Tasks for this exercise.
(a) In the article on COVID-19 parties, which disease does Dana Hawkinson call the best example of herd immunity?
(b) Rewrite the part of the article on COVID-19 parties that opens with the words containing "That's what one" and closes with "or prior illness.", replacing "herd immunity" with "population immunity".
(c) Continue the article on COVID-19 parties from its last sentence.

Selected extract.
..............................
November 20, 2020
"It's irresponsible behavior, and it needs to stop," says Joseph LeMaster, MD, MPH.
That's what one physician and public health officer says of the highly concerning concept of so-called COVID-19 parties. At these gatherings, attendees deliberately seek to become infected with SARS-CoV-2, the virus that causes COVID-19, in an attempt to achieve herd immunity, in which a large part of a population becomes immune to an infectious disease due to vaccination or prior illness.
Doctors say, however, that this won’t work, and is highly dangerous to boot.
"The best example of herd immunity is chicken pox," says Dana Hawkinson, MD, director of infectious disease prevention and control for the health system. "We have a vaccine for it, and, with generation after generation of children having gotten chicken pox, we know the disease. We know that, especially in the pediatric population, it tends to be mild. There is no such science or validated data on achieving herd immunity for COVID-19."
For starters, COVID-19 affects different people in different ways. For many, the virus causes only mild symptoms – like a low-grade fever, loss of taste or smell or mild sniffles or cough. Many others are asymptomatic, meaning they are infected with the virus but experience no symptoms at all. For others – more than 1.3 million people worldwide and counting – COVID-19 proves fatal. Many who have died of the disease were older or had existing, underlying health conditions. Others, however, were younger and previously healthy, yet still could not survive this unpredictable illness. Still others survive COVID-19, but face resulting heart or lung problems that reduce long-term quality of life.
..............................
Provided material.
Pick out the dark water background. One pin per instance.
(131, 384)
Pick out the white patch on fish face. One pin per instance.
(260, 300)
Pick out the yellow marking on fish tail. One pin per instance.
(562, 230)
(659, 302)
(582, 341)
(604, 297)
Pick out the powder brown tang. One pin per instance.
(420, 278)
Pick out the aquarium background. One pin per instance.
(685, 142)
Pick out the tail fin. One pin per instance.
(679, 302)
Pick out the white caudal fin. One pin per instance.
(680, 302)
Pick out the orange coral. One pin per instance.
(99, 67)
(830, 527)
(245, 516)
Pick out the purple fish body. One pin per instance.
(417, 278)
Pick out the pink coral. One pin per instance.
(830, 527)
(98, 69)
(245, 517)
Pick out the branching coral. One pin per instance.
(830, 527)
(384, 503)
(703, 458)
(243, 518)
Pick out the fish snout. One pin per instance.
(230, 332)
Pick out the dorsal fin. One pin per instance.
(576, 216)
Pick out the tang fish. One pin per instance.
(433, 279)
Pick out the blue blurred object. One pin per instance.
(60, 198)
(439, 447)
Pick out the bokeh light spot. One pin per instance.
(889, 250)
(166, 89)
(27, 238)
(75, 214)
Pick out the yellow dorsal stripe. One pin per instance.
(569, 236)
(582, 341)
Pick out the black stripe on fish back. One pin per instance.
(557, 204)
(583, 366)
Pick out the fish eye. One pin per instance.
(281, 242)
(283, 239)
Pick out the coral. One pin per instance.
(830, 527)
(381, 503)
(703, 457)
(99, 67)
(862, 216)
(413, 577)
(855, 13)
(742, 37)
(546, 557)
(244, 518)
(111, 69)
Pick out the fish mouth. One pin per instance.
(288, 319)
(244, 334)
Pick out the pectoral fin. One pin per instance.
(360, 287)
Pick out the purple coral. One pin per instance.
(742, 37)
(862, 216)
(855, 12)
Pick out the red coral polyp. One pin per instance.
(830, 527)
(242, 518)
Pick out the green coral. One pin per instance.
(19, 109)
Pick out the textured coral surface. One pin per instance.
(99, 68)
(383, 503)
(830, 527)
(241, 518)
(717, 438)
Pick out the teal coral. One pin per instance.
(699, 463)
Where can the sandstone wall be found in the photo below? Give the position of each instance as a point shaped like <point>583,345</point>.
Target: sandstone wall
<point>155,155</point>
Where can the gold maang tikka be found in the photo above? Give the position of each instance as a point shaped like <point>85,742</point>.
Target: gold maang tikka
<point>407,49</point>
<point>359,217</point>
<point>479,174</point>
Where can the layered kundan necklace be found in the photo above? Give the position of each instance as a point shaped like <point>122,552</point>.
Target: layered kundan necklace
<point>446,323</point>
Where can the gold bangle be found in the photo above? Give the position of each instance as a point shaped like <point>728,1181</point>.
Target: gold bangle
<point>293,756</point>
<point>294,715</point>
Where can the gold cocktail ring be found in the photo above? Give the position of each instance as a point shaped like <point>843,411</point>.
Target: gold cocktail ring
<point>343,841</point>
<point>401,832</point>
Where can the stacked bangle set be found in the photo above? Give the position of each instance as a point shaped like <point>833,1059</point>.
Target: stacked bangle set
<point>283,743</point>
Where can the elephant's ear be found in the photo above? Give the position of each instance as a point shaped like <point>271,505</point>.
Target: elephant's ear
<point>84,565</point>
..............................
Task-by-task answers.
(a) Chicken pox.

(b)
That's what one physician and public health officer says of the highly concerning concept of so-called COVID-19 parties. At these gatherings, attendees deliberately seek to become infected with SARS-CoV-2, the virus that causes COVID-19, in an attempt to achieve population immunity, in which a large part of a population becomes immune to an infectious disease due to vaccination or prior illness.

(c)
The prospect of getting to herd immunity through natural infection and going out and actively trying to get the virus is an extremely bad idea. – Dana Hawkinson, MDDirector, Infectious disease prevention and control
Doctors also are learning that people can be infected and reinfected within the same year, with the second infection sometimes following the first by as little as 60 days. And some of those reports indicate the second illness is often more symptomatic and more severe.
"We don't understand exactly what's going to happen when you get reinfected," Dr. Hawkinson says. "The prospect of getting to herd immunity through natural infection and going out and actively trying to get the virus is an extremely bad idea."
To achieve herd immunity, the majority of the population must have had COVID-19 and develop antibodies in their blood or have received a vaccine. To date, less than 10% of the population has contracted the virus. And, with studies showing that antibody counts decrease 90 or more days after infection, it's clear we’re a long, long way from herd immunity. To proceed on this deliberate path toward it, "the death count would be untold," says Steve Stites, MD, chief medical officer for the health system.
Why take chances on your health or your life, and those of friends or loved ones, when practicing the pillars of infection prevention and control will keep you safe and healthy until a vaccine is available?
What's more, the concept of COVID-19 parties presents tremendous risk to many more people than those who attend the gatherings. The impact the increasing number of severe COVID-19 cases has on hospitals and healthcare workers is significant.
Our own hospital in Kansas City, Kansas, admitted our first COVID-19 patient in March. In the following months, the inpatient count rose and fell, often hovering in the 30s. Mid-November brought an alarming rise, with our COVID-19 inpatient count in the 60s, 70s, 80s and even 90s. That means more hospital beds are filled with people fighting COVID-19. More healthcare workers are devoted to COVID-19 care. More personal protective equipment (PPE) is needed to keep those workers safe.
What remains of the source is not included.